## Stored data
--------------------------------

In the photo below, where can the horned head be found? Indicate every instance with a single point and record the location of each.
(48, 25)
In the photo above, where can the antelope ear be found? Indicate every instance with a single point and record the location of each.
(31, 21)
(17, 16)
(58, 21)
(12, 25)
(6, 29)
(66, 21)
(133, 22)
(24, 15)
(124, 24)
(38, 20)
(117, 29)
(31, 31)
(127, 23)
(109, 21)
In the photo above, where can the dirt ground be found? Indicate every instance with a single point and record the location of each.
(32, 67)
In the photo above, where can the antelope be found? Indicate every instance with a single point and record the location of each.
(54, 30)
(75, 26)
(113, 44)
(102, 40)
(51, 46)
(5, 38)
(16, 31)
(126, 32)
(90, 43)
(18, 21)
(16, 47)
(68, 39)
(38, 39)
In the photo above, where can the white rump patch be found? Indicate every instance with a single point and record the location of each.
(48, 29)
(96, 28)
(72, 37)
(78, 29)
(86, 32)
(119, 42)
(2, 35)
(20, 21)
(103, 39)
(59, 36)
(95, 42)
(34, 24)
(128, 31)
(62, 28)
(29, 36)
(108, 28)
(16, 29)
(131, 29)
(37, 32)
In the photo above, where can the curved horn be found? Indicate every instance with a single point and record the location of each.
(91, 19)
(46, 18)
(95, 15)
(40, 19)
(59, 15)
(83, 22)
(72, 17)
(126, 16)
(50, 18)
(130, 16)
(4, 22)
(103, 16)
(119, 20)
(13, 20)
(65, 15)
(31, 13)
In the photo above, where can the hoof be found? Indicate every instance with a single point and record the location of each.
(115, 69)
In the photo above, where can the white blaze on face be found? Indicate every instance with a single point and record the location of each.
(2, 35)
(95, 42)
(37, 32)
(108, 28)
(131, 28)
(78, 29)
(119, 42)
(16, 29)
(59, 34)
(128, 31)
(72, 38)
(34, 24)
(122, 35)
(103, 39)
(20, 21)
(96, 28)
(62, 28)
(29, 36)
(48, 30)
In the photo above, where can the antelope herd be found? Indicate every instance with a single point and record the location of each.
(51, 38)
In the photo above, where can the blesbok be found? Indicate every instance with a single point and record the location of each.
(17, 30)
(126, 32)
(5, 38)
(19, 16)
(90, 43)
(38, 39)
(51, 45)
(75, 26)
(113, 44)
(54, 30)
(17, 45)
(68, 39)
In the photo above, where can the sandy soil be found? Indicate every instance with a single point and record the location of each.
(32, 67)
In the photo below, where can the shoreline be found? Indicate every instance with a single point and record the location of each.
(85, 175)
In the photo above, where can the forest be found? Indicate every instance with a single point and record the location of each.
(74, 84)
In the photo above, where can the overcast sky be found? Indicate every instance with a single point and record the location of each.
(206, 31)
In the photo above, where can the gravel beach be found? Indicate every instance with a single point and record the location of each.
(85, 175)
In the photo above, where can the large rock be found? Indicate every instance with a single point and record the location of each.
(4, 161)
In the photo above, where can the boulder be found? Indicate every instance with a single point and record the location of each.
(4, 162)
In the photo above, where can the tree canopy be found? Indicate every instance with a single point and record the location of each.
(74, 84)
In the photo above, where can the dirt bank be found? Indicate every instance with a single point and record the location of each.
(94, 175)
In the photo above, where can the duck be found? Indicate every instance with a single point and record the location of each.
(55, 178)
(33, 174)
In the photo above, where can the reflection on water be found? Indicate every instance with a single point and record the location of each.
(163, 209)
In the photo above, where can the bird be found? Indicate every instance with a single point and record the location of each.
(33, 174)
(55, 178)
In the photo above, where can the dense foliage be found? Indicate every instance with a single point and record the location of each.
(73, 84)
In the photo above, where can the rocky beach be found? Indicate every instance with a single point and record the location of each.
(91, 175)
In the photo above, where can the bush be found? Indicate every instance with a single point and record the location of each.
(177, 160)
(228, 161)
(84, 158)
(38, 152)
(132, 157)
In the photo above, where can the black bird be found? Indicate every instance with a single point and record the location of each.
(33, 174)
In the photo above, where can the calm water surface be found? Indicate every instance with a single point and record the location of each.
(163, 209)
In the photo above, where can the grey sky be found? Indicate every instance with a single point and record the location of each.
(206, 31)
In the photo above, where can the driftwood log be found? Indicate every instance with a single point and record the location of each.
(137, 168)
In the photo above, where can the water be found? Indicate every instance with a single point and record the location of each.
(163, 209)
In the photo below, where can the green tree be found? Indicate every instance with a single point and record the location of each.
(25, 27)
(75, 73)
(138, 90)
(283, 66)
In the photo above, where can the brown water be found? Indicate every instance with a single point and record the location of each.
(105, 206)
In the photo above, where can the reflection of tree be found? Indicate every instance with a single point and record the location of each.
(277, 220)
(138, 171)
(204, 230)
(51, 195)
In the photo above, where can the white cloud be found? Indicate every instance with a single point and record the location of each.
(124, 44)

--------------------------------

## DIRECTIONS
Give everything from the line containing "In the photo above, where can the bird" down to the end of the data above as a Markdown table with the columns No. and Line. Number each row and leave out blank lines.

## EXERCISE SOLUTION
| No. | Line |
|---|---|
| 1 | In the photo above, where can the bird be found? Indicate every instance with a single point and record the location of each. |
| 2 | (33, 174) |
| 3 | (55, 178) |
| 4 | In the photo above, where can the dense foliage be found? Indicate every instance with a single point and record the location of each. |
| 5 | (73, 84) |
| 6 | In the photo above, where can the rocky beach be found? Indicate every instance with a single point and record the location of each. |
| 7 | (91, 175) |
| 8 | In the photo above, where can the bush be found? Indicate every instance with a single point and record the location of each. |
| 9 | (177, 160) |
| 10 | (228, 161) |
| 11 | (84, 158) |
| 12 | (38, 152) |
| 13 | (132, 157) |
| 14 | In the photo above, where can the black bird be found? Indicate every instance with a single point and record the location of each. |
| 15 | (33, 174) |
| 16 | In the photo above, where can the calm water surface be found? Indicate every instance with a single point and record the location of each. |
| 17 | (163, 209) |
| 18 | In the photo above, where can the grey sky be found? Indicate every instance with a single point and record the location of each. |
| 19 | (206, 31) |
| 20 | In the photo above, where can the driftwood log be found? Indicate every instance with a single point and record the location of each. |
| 21 | (137, 168) |
| 22 | In the photo above, where can the water be found? Indicate every instance with a single point and record the location of each. |
| 23 | (163, 209) |
| 24 | In the photo below, where can the green tree be found? Indicate every instance with a single point and record the location of each. |
| 25 | (25, 27) |
| 26 | (75, 73) |
| 27 | (138, 90) |
| 28 | (283, 66) |
| 29 | In the photo above, where can the brown water be found? Indicate every instance with a single point and record the location of each. |
| 30 | (105, 206) |
| 31 | In the photo above, where can the reflection of tree be found? Indicate every instance with a single point and record the location of each. |
| 32 | (277, 220) |
| 33 | (138, 171) |
| 34 | (204, 230) |
| 35 | (51, 195) |
| 36 | In the photo above, where can the white cloud be found? Indicate every instance with a single point and record the location of each. |
| 37 | (124, 44) |